__What is being asked__
Present everything from the line containing "of the stack" down to the line containing "[(262, 515), (154, 569), (73, 35), (448, 68), (351, 91)]" as a Markdown table with the columns Row and Line, numbering each row and leaving out blank lines.

__Records to use__

----

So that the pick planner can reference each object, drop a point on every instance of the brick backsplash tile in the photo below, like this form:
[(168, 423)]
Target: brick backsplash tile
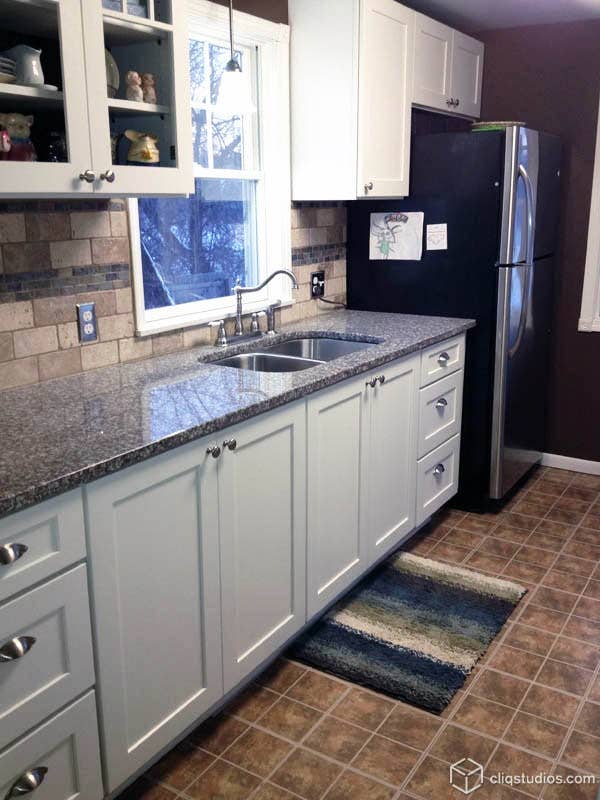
[(75, 253), (47, 227), (110, 251), (12, 228), (119, 326), (90, 224), (32, 341), (25, 257), (99, 355), (19, 373), (59, 364), (14, 316), (6, 348)]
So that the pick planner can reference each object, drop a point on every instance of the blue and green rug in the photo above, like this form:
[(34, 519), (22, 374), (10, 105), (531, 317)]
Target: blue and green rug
[(413, 629)]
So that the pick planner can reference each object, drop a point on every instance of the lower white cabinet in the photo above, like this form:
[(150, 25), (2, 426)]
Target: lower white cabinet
[(262, 514), (153, 548)]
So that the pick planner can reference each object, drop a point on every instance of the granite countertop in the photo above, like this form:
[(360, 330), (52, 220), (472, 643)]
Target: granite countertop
[(65, 432)]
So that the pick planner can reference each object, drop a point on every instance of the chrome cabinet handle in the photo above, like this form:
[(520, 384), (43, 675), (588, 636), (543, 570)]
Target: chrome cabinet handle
[(9, 553), (28, 782), (16, 648)]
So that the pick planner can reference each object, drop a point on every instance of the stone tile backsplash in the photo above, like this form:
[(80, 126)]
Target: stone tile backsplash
[(54, 254)]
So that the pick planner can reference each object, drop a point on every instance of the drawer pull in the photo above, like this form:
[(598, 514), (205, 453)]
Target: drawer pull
[(28, 782), (16, 648), (9, 553)]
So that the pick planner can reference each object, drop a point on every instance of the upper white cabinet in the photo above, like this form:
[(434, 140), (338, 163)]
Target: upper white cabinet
[(76, 128), (351, 90), (448, 68)]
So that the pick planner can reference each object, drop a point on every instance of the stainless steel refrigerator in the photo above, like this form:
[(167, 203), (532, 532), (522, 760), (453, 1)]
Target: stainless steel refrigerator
[(498, 192)]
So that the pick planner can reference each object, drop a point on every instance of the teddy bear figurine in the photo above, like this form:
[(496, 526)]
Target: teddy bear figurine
[(149, 87), (18, 129), (134, 86)]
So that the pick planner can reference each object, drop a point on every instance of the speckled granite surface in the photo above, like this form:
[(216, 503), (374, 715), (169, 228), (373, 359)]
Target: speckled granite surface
[(56, 435)]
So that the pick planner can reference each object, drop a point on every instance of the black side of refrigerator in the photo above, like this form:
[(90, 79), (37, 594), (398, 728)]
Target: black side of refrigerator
[(457, 180)]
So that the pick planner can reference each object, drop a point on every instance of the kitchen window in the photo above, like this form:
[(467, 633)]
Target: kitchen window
[(188, 253)]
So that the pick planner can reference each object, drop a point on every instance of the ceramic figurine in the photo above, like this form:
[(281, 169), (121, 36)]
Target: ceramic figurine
[(149, 87), (18, 128), (134, 86), (143, 150)]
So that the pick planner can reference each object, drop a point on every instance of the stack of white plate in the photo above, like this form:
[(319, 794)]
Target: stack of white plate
[(7, 70)]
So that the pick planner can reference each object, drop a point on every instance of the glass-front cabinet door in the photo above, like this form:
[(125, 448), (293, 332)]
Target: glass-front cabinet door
[(138, 96), (45, 145)]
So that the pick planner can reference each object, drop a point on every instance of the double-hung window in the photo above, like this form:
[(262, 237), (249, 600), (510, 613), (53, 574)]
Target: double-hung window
[(189, 253)]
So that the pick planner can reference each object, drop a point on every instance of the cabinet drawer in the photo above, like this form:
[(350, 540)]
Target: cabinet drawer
[(442, 359), (440, 409), (437, 478), (65, 754), (40, 541), (45, 652)]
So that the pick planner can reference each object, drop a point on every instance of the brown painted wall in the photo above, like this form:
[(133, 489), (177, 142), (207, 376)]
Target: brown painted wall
[(275, 10), (549, 76)]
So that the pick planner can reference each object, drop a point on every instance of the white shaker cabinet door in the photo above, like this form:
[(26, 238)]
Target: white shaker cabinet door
[(393, 455), (262, 514), (384, 98), (338, 444), (153, 559)]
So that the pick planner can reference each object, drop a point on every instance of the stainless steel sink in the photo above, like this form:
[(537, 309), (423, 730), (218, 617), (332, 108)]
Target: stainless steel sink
[(319, 349), (266, 362)]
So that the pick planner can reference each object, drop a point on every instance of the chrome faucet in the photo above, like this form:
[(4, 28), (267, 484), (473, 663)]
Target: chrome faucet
[(240, 290)]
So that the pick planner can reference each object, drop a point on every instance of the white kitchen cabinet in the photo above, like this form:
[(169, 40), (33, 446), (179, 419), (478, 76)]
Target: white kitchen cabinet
[(262, 515), (154, 569), (73, 35), (448, 68), (351, 91)]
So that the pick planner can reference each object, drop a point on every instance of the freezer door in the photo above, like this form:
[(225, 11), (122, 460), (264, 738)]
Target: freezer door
[(522, 346)]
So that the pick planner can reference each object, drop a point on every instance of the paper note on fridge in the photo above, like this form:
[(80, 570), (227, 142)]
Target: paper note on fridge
[(437, 237), (396, 236)]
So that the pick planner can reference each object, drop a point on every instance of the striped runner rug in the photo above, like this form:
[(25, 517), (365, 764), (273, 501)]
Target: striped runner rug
[(413, 629)]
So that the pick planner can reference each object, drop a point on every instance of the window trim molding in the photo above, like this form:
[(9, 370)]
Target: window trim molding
[(210, 19), (590, 298)]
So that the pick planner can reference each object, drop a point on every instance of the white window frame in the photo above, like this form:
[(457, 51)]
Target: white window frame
[(207, 19), (590, 300)]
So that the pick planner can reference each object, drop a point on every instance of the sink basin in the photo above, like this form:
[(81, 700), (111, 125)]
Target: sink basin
[(317, 349), (267, 362)]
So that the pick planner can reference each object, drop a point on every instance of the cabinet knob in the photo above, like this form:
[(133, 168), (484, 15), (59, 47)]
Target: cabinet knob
[(88, 176), (28, 782), (9, 553), (16, 648)]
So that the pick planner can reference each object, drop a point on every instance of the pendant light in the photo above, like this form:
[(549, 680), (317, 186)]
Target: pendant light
[(234, 91)]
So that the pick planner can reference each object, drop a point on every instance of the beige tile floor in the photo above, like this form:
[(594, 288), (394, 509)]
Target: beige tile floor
[(531, 705)]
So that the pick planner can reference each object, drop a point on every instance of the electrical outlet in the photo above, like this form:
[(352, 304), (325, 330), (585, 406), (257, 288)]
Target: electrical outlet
[(317, 283), (86, 318)]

----

__Solution for this task__
| Row | Line |
|---|---|
| 1 | So that the pick planner can reference each object, drop a point on every instance of the stack of white plate in the photo above, like this form: |
| 2 | [(319, 794)] |
| 3 | Target: stack of white plate |
| 4 | [(7, 70)] |
| 5 | So that the pick planner can reference each object, drop a point on every instance of the glass-front cabinet door in the photo above, like this form: |
| 6 | [(125, 448), (293, 332)] |
| 7 | Target: glass-front cabinet door |
| 8 | [(138, 96), (45, 145)] |
| 9 | So that the pick planner can reference each object, drop a point on every instance of the double-hung window in the photo above, like this form: |
| 10 | [(262, 237), (249, 600), (510, 613), (53, 574)] |
| 11 | Target: double-hung window |
| 12 | [(189, 253)] |
| 13 | So that the pick planner can reference each object, drop a point on every instance of the cabinet drawer in the photo above, like this form: |
| 14 | [(350, 540)] |
| 15 | Target: cabinet drawer |
| 16 | [(442, 359), (440, 409), (437, 478), (65, 754), (40, 541), (45, 652)] |
| 17 | So that the pick planner can reference each object, drop a point on every instance of the brown painted wall in the photo above, like this form: |
| 18 | [(133, 489), (177, 142), (207, 376)] |
| 19 | Target: brown painted wall |
| 20 | [(275, 10), (549, 76)] |
| 21 | So that the pick planner can reference each object, drop a point on every instance of the white shaker cabinet door in the photo above, like this form: |
| 22 | [(26, 238)] |
| 23 | Target: white shaker cabinet door |
| 24 | [(393, 455), (262, 514), (384, 98), (338, 444), (153, 559)] |
| 25 | So that the pick planner can reference each object, drop a point on every instance of the stainless steel sink in the photo above, like this form: |
| 26 | [(537, 309), (423, 730), (218, 617), (332, 108)] |
| 27 | Target: stainless steel sink |
| 28 | [(319, 349), (266, 362)] |
| 29 | So that the pick planner can reference each object, drop a point on every instance of the chrome faucet in the photo above, like this form: |
| 30 | [(4, 28), (267, 484), (473, 663)] |
| 31 | Target: chrome faucet |
| 32 | [(240, 290)] |
| 33 | So that the pick planner can reference each object, drop a point on every instance of the white kitchen cabinet in the photo above, like this form: |
| 34 | [(169, 40), (33, 446), (179, 419), (478, 76)] |
| 35 | Target: white kitchen cabinet |
| 36 | [(262, 515), (154, 569), (73, 35), (448, 68), (351, 91)] |